-- Goal 1 --
Count the lines in the records that contain the string "rear", treating case as significant, and give only the number.
## begin Selected extract
A performer from the Native American Hoop Dance of Ballet Arizona dances at an Indigenous Peoples Day festival Monday, Oct. 9, 2023, in Phoenix.
Ross D. Franklin
/
AP
A performer from the Native American Hoop Dance of Ballet Arizona dances at an Indigenous Peoples Day festival Monday, Oct. 9, 2023, in Phoenix.

ANCHORAGE, Alaska — Events across the country — including a sunrise gathering in Minneapolis, a statehouse rally in Maine, a celebratory march in Seattle and traditional dancing, music, and food in Alaska and Arizona — marked celebrations of Indigenous Peoples Day.

The ceremonies, speeches and performances in traditional regalia Monday came two years after President Joe Biden officially commemorated the day honoring "America's first inhabitants and the Tribal Nations that continue to thrive today."

At a gathering in Phoenix where dancers performed in traditional Aztec clothing, Sifa Matafahi said it was an opportunity to "pay respect to Indigenous cultures ... to reflect on our past and history, while also acknowledging our cultural presence."
## end Selected extract
-- Goal 2 --
In the Indigenous Peoples Day text, which city held a sunrise gathering?
## begin Dataset rows
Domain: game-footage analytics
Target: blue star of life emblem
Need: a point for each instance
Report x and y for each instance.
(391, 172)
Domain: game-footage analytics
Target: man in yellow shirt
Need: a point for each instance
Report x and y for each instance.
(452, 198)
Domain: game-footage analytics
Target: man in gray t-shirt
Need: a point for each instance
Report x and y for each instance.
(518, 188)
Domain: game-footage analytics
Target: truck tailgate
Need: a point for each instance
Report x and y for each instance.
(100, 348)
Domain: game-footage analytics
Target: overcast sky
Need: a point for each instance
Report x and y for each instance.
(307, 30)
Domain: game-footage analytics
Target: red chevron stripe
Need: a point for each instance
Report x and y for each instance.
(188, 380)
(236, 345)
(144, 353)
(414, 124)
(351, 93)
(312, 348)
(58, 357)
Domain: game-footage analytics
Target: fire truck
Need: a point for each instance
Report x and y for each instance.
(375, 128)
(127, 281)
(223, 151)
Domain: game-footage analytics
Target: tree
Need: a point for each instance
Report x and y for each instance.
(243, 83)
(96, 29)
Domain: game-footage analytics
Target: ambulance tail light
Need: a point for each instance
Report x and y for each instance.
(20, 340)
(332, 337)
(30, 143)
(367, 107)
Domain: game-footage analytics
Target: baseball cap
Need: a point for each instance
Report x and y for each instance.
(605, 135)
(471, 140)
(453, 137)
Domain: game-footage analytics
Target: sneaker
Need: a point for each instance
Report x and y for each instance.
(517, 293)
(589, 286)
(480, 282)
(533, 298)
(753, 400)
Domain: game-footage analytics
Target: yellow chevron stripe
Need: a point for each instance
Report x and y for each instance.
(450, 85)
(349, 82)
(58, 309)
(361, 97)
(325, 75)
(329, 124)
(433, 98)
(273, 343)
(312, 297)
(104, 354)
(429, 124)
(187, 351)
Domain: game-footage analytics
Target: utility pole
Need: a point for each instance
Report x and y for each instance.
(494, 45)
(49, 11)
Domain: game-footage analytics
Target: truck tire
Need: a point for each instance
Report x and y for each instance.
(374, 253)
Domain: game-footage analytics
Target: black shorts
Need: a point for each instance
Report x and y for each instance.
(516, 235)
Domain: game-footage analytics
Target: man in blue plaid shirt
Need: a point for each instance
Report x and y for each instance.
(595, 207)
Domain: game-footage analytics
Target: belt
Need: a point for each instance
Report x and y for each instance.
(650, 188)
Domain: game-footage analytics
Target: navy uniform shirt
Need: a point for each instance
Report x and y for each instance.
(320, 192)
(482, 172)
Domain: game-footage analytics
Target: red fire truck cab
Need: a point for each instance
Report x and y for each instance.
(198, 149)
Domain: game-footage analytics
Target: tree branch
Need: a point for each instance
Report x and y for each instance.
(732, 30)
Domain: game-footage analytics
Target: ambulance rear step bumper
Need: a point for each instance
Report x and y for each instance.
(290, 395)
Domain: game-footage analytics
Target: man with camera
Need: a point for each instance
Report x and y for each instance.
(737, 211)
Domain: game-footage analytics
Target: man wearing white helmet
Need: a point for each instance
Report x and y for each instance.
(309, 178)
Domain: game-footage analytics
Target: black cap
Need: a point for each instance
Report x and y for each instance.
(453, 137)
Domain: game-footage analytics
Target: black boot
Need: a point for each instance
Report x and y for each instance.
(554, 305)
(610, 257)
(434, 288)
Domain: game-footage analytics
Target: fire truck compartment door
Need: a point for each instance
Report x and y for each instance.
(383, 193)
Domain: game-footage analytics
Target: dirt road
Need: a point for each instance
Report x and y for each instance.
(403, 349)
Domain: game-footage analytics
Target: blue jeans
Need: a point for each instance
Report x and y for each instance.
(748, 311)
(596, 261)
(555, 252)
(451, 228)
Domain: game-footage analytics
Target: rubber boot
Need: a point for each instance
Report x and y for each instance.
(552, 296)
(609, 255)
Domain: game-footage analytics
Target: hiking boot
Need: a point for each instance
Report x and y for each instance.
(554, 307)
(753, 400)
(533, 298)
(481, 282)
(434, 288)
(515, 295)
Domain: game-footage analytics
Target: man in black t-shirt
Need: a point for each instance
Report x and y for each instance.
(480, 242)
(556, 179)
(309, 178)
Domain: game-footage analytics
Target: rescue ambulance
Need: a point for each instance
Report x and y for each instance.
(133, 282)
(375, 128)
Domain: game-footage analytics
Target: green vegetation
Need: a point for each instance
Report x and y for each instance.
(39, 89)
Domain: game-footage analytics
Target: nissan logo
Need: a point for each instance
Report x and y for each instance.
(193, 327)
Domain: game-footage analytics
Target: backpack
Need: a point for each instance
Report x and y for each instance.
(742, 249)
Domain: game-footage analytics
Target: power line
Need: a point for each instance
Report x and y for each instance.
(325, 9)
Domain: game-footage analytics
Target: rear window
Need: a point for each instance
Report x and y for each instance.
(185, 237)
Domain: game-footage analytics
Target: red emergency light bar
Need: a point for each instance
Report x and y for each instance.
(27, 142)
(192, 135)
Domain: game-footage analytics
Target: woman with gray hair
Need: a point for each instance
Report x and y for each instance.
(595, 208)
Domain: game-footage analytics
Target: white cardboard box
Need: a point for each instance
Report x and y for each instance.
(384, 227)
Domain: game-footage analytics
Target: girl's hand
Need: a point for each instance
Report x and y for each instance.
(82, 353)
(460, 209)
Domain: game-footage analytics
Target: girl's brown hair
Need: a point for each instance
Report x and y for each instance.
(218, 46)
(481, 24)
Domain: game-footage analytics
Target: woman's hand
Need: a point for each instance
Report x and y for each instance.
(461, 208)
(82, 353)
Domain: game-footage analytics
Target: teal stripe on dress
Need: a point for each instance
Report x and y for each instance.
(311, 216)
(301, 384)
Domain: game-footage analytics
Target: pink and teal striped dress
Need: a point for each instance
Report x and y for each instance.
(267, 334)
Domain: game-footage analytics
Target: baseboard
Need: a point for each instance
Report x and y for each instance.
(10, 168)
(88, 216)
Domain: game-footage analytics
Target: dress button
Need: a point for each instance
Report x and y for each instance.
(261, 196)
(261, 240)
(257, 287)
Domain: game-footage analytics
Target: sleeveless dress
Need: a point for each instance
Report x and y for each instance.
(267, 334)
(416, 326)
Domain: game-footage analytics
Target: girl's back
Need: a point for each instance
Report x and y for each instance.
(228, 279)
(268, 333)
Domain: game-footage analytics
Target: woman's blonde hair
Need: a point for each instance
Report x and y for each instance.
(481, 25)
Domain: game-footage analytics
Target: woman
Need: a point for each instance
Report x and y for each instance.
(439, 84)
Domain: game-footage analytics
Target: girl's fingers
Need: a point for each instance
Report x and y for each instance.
## end Dataset rows
-- Written reply 1 --
2

-- Written reply 2 --
Minneapolis